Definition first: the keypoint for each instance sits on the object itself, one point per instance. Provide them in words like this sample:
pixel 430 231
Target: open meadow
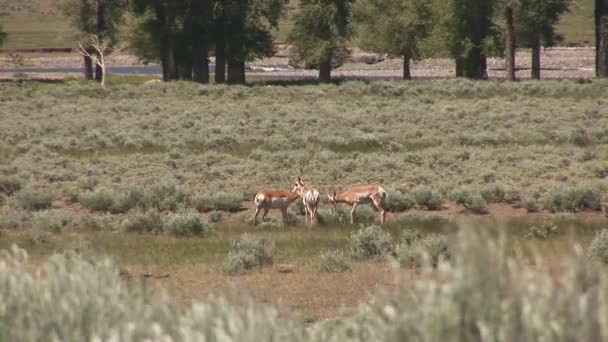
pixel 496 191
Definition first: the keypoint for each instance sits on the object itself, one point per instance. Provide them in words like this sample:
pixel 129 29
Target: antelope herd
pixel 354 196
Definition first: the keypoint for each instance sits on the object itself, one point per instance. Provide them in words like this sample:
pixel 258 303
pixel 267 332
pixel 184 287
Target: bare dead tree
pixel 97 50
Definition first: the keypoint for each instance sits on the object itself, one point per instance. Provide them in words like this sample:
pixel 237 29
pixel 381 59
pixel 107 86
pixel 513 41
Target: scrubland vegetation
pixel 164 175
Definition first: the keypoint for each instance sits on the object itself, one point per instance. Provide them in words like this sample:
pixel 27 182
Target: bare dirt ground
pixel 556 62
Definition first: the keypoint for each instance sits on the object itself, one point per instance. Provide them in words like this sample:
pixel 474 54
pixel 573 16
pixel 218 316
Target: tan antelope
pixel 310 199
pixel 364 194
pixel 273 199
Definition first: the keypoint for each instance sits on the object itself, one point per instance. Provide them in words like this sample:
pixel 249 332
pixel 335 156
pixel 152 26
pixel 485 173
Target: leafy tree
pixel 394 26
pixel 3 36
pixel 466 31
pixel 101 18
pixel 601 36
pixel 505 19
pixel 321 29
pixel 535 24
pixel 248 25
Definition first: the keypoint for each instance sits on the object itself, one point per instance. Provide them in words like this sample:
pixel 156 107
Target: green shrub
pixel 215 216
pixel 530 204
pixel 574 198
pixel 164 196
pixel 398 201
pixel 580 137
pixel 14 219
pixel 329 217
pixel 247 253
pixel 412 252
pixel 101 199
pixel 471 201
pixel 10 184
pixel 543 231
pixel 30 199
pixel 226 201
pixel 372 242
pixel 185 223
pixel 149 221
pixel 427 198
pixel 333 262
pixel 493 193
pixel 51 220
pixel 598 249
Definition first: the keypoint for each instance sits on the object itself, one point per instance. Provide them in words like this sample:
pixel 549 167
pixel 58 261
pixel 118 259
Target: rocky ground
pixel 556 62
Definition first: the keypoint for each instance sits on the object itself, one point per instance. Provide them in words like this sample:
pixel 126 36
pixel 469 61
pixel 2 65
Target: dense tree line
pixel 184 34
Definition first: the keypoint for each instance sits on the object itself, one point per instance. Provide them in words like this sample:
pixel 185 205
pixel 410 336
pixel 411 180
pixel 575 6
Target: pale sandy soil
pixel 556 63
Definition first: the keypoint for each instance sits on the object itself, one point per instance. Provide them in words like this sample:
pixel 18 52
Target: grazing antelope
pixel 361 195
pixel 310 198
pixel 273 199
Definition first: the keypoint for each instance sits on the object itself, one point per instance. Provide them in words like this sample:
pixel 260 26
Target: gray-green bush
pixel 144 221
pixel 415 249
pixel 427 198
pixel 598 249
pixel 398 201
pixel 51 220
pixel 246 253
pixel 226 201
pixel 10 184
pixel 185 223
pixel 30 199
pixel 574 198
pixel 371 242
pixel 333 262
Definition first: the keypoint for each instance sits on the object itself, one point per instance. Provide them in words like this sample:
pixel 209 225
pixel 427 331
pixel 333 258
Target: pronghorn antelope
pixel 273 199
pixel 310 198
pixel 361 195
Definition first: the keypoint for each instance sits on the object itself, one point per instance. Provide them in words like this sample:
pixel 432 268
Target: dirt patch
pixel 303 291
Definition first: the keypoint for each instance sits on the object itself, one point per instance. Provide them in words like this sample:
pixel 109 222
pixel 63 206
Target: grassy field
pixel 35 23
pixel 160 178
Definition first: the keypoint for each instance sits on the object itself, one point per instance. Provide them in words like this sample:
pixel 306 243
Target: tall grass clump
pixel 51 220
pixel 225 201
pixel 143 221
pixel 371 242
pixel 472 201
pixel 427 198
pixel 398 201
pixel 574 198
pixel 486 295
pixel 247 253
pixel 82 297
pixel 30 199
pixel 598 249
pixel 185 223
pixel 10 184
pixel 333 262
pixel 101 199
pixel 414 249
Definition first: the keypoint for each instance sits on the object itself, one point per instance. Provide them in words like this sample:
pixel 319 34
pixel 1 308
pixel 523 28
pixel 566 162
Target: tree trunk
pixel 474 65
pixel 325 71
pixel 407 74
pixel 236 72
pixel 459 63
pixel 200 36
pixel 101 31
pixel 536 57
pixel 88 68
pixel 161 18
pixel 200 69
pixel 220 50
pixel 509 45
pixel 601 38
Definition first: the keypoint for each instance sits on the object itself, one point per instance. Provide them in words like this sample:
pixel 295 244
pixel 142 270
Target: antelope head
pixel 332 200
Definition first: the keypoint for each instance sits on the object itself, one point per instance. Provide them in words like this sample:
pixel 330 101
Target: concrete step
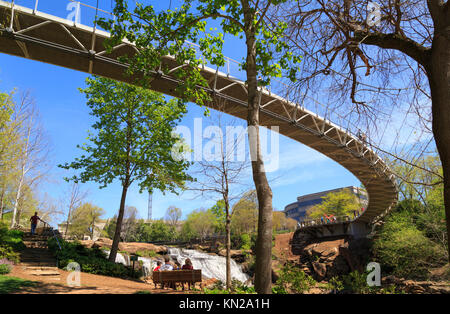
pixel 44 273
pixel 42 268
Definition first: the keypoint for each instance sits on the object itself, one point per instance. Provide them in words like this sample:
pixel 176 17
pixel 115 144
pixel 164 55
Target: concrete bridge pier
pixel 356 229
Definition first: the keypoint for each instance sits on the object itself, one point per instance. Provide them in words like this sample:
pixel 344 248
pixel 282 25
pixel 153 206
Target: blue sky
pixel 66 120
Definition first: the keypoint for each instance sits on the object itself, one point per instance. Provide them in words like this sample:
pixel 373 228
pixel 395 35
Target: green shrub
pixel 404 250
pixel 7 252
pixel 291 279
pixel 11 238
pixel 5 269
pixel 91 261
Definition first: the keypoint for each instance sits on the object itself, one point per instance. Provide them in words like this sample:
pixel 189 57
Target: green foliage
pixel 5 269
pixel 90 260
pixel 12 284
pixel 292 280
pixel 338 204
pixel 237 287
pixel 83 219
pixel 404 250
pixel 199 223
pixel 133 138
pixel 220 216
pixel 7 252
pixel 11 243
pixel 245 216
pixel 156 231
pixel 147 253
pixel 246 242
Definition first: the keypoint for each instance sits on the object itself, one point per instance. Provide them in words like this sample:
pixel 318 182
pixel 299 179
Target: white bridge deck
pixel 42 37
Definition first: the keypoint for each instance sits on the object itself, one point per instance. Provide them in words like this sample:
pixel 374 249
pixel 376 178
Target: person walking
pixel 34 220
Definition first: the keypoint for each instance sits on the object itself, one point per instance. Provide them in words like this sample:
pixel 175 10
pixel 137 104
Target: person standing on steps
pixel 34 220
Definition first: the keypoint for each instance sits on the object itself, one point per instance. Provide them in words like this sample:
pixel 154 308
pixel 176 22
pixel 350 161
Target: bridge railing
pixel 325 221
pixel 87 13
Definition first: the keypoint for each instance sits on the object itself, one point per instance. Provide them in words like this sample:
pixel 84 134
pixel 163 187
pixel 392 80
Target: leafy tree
--
CHALLENGE | Rescale everything from the start of the items through the line containing "pixel 354 196", both ends included, and reproduce the requests unchanged. Multiply each coordinate in the answers by 2.5 and round to whole numbers with halves going up, but leave the numbers in the requests and their format samples alone, and leave out the pictures.

FINAL RESULT |
Definition first: the keypoint for each instance sits on the object itself, one point per instance. Provide them in words like this sample:
pixel 430 231
Target: open meadow
pixel 1240 478
Definition first: the keypoint for each instance sits on the object itself, one point per instance. Provide them in words like this sample:
pixel 129 29
Target: antelope herd
pixel 885 490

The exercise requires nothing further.